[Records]
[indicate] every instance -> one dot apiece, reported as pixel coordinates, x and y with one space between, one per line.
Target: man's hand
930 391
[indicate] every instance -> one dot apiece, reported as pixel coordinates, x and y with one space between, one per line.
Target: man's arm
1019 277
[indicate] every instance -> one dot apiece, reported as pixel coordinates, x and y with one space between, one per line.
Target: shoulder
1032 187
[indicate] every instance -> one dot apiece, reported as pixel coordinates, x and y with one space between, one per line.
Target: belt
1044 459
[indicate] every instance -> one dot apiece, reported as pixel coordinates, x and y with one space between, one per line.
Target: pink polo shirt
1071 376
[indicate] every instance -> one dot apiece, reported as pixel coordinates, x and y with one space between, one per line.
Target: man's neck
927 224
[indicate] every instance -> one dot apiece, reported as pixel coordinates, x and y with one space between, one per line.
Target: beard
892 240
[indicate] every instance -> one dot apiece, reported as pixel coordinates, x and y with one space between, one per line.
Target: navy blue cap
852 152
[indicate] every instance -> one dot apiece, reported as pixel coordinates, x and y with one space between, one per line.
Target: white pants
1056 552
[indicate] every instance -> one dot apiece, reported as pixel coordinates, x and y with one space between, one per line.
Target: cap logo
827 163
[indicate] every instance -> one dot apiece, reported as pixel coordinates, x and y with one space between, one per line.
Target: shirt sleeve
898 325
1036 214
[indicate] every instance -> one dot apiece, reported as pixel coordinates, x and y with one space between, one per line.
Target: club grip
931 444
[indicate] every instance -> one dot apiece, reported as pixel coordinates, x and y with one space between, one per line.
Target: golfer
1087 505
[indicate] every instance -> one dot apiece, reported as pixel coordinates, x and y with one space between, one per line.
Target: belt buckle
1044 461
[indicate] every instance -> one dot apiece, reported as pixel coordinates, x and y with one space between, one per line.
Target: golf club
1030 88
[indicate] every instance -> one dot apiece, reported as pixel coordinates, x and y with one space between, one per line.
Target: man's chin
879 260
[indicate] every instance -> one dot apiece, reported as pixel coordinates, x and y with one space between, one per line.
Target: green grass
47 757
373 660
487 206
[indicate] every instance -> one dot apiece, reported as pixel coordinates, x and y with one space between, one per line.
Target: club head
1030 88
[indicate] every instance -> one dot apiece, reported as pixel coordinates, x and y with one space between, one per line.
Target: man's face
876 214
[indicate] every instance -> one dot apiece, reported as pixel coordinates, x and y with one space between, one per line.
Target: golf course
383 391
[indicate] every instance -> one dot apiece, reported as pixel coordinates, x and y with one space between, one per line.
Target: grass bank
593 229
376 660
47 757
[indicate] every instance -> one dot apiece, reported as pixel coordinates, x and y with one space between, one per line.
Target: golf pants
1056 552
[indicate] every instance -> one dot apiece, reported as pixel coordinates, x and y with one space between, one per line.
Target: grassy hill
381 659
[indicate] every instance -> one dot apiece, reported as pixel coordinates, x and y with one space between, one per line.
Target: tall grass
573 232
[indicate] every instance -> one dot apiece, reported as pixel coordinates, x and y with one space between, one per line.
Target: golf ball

INSTRUCTION. Repeat the records exactly, including every line.

ANSWER TO THE TASK.
[indicate] every instance -> one dot apiece, reported as pixel coordinates, x and y with one space between, one per line.
Target: man's hand
930 391
[indicate] every instance -> one dot apiece, reported as pixel coordinates, x and y with one space between, one per line.
Target: man's arm
1019 277
[indicate] every instance -> one dot apiece, reported as pixel coordinates, x and y with one space between, one per line.
Target: shoulder
1032 187
[indicate] every instance -> one dot apiece, reported as pixel coordinates, x and y with one space between, one per line.
Target: belt
1044 459
[indicate] every instance -> one dot apiece, reported as pixel coordinates, x and y with one space between, one per line.
Target: pink polo shirt
1071 376
[indicate] every instance -> one dot apiece, reported as pixel coordinates, x and y with one space between, one per line.
Target: man's neck
927 224
[indicate] every instance -> one dot apiece, reported as pixel coordinates, x and y with one space between, one per line.
Target: beard
892 240
[indicate] every instance -> one dot apiece, reported as pixel coordinates, x and y with one space between, one per line.
Target: navy blue cap
852 152
[indicate] every instance -> one dot apiece, reported as pixel coordinates, x and y with one space between, one per line.
Target: white pants
1056 552
[indicate] every instance -> one dot apiece, reported as pixel coordinates, x and y with one space between, one per line.
Target: cap logo
827 163
[indicate] every instance -> one dot apiece, reported as pixel coordinates, x and y with one space between, one per line.
Target: shirt sleeve
898 325
1036 214
[indicate] every instance -> one dot apiece, reported as pixel coordinates, x and y with one space between, one per line.
Target: club grip
931 444
[indicate] every instance -> one dot apiece, reported as pixel coordinates, x and y with one space between, one per line.
Target: golfer
1087 505
[indicate] every instance -> one dot apiece, reported as pixel coordinates, x and y with one space between, one per line.
Target: belt buckle
1044 461
[indicate] every instance -> one dot apiece, reported as pixel coordinates, x and y with one space between, one per line.
Target: golf club
1030 88
[indicate] every instance -> one dot apiece, reported as pixel coordinates, x and y with one space between, one per line.
Target: man's chin
879 260
[indicate] every instance -> one dot apiece, reported as pixel coordinates, x and y with one space between, one per line.
Target: green grass
47 757
373 660
487 206
[indicate] every instance -> one dot apiece, reported as pixel coordinates, x and y with one space between, one per line.
Target: club head
1030 88
[indicate] every instance -> one dot apiece, reported as pixel coordinates, x and y with one space between, one per line.
Target: man's face
876 214
[indicate] every instance -> one dot apiece, reported as pixel coordinates, x and y with one space between, one per line.
Target: golf course
383 391
[indicate] every instance -> one dot apiece, reported as pixel coordinates, x and y with one space between, one per line.
Target: grass bank
593 229
376 660
47 757
[indicate] every instance -> one dot apiece, reported as pixel coordinates, x and y with one space between, one per line.
Target: golf pants
1056 552
[indicate] every instance -> one dot apiece, reported as pixel coordinates, x and y with one space between, one per line.
Target: grassy hill
381 659
[indicate] every instance -> one dot apiece, reported as pixel coordinates, x and y with one space between, one per line.
Target: tall grass
573 232
[indicate] every instance -> one dot apiece, reported as pixel coordinates, x and y with one space between, one per line.
Target: golf ball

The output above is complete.